◆ PAGE TEXT:

— Begin —

Thought I would post this in here, if wrong then the Admin/Mods, please move or merge it if you must.  :ay:

Quote.thumb.png.8db745cb054f3cea729a42097780d0fa.png

Champions League: Format changes planned for 2024 set to be delayed or scrapped

The revolutionary changes to European football planned for 2024 are likely to either be delayed or scrapped.

Uefa was proposing a Champions League containing four groups of eight clubs, as opposed to the current eight groups of four, meaning 14 games, some of which could be played at weekends.

The proposals came after pressure from leagues below the "big five" - England, Spain, Italy, Germany and France.

However, after months of talks, no overall consensus has been reached.

Promotion and relegation from the Europa League and the new Europa League 2, a third club competition which starts in 2021, had also been suggested as a way of ensuring a rotation of clubs, to prevent the Champions League appearing to become a sealed competition.

Ajax chief executive Edwin van der Sar has been among the most vocal demanding change, pointing out the present qualification system could have led to his club having no European football at all after August, even though they came within seconds of getting to last season's Champions League final before Lucas Moura's dramatic injury-time goal for Tottenham in Amsterdam.

While the clubs remain committed to change, the likelihood is that anything implemented by 2024 will be much less radical than initially envisaged.

Ex-Netherlands goalkeeper Van der Sar was present in Geneva on Monday for the first day of a two-day meeting of Europe's leading clubs, where England's "big six" clubs - Manchester City, Liverpool, Chelsea, Tottenham, Arsenal and Manchester United - were also represented.

— End —

◆ DATASET ENTRIES:

— Begin —

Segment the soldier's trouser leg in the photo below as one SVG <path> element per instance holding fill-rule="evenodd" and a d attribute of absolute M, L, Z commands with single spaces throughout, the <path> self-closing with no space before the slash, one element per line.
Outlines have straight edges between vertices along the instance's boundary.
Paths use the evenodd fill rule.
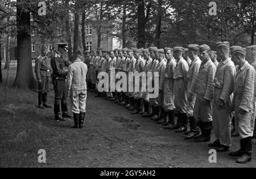
<path fill-rule="evenodd" d="M 215 140 L 220 140 L 222 145 L 230 147 L 232 114 L 230 112 L 230 105 L 226 104 L 223 109 L 218 109 L 217 100 L 217 98 L 214 99 L 213 103 L 212 115 Z"/>
<path fill-rule="evenodd" d="M 205 105 L 203 103 L 203 100 L 204 96 L 197 95 L 193 111 L 194 117 L 197 122 L 199 121 L 203 122 L 212 122 L 212 103 Z"/>

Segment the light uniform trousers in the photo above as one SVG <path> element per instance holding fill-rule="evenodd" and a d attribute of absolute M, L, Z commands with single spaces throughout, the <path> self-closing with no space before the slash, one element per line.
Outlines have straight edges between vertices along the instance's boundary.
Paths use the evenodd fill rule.
<path fill-rule="evenodd" d="M 253 110 L 244 114 L 239 114 L 238 109 L 242 95 L 237 94 L 235 99 L 236 129 L 242 139 L 253 136 L 255 122 L 255 103 Z"/>
<path fill-rule="evenodd" d="M 188 91 L 190 89 L 191 83 L 192 80 L 189 80 L 188 83 L 187 91 Z M 192 95 L 191 101 L 188 101 L 188 100 L 187 101 L 187 116 L 188 117 L 193 116 L 193 111 L 196 100 L 196 95 Z"/>
<path fill-rule="evenodd" d="M 86 90 L 71 91 L 71 108 L 73 113 L 79 114 L 86 112 Z"/>
<path fill-rule="evenodd" d="M 215 139 L 220 140 L 222 145 L 230 147 L 232 122 L 232 113 L 230 110 L 231 99 L 225 104 L 223 109 L 218 109 L 217 103 L 222 92 L 222 88 L 214 88 L 212 114 L 213 130 Z"/>
<path fill-rule="evenodd" d="M 193 111 L 194 117 L 196 122 L 202 121 L 208 122 L 212 121 L 212 103 L 210 102 L 208 105 L 203 104 L 204 96 L 197 95 L 195 104 Z"/>
<path fill-rule="evenodd" d="M 174 105 L 181 114 L 187 113 L 187 82 L 184 79 L 174 80 Z"/>

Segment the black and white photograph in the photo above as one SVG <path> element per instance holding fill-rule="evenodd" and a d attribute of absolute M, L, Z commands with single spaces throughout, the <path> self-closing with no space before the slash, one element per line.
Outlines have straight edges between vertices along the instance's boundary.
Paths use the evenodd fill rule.
<path fill-rule="evenodd" d="M 255 0 L 1 0 L 0 168 L 256 167 Z"/>

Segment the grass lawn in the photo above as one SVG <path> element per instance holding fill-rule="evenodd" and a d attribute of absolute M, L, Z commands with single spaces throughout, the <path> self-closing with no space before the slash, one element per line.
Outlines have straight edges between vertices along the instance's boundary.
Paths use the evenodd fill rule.
<path fill-rule="evenodd" d="M 5 83 L 0 84 L 0 167 L 39 167 L 37 153 L 47 143 L 47 129 L 35 109 L 36 93 L 9 88 L 15 74 L 16 69 L 10 68 L 7 96 Z M 3 75 L 5 81 L 7 70 Z"/>

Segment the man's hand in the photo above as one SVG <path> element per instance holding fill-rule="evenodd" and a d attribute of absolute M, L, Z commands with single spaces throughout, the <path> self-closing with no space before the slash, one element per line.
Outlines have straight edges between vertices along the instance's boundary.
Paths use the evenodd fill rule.
<path fill-rule="evenodd" d="M 190 92 L 188 92 L 188 101 L 189 102 L 192 101 L 192 94 L 191 94 Z"/>
<path fill-rule="evenodd" d="M 222 99 L 218 99 L 217 105 L 218 109 L 224 109 L 225 103 Z"/>
<path fill-rule="evenodd" d="M 246 111 L 244 110 L 243 109 L 239 108 L 238 109 L 238 113 L 239 114 L 243 114 L 245 113 L 246 113 Z"/>
<path fill-rule="evenodd" d="M 204 99 L 204 100 L 203 101 L 203 104 L 204 105 L 208 105 L 210 103 L 210 101 L 208 100 L 207 100 L 206 99 Z"/>

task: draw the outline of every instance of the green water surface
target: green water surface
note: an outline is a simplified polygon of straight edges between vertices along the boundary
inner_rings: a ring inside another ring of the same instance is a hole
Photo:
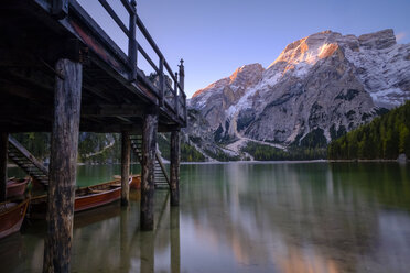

— End —

◆ REQUIREMENT: Copy out the forum post above about the planned Champions League format changes word for word, from start to finish.

◆ RESULT OF THIS EXERCISE:
Thought I would post this in here, if wrong then the Admin/Mods, please move or merge it if you must.  :ay:

Quote.thumb.png.8db745cb054f3cea729a42097780d0fa.png

Champions League: Format changes planned for 2024 set to be delayed or scrapped

The revolutionary changes to European football planned for 2024 are likely to either be delayed or scrapped.

Uefa was proposing a Champions League containing four groups of eight clubs, as opposed to the current eight groups of four, meaning 14 games, some of which could be played at weekends.

The proposals came after pressure from leagues below the "big five" - England, Spain, Italy, Germany and France.

However, after months of talks, no overall consensus has been reached.

Promotion and relegation from the Europa League and the new Europa League 2, a third club competition which starts in 2021, had also been suggested as a way of ensuring a rotation of clubs, to prevent the Champions League appearing to become a sealed competition.

Ajax chief executive Edwin van der Sar has been among the most vocal demanding change, pointing out the present qualification system could have led to his club having no European football at all after August, even though they came within seconds of getting to last season's Champions League final before Lucas Moura's dramatic injury-time goal for Tottenham in Amsterdam.

While the clubs remain committed to change, the likelihood is that anything implemented by 2024 will be much less radical than initially envisaged.

Ex-Netherlands goalkeeper Van der Sar was present in Geneva on Monday for the first day of a two-day meeting of Europe's leading clubs, where England's "big six" clubs - Manchester City, Liverpool, Chelsea, Tottenham, Arsenal and Manchester United - were also represented.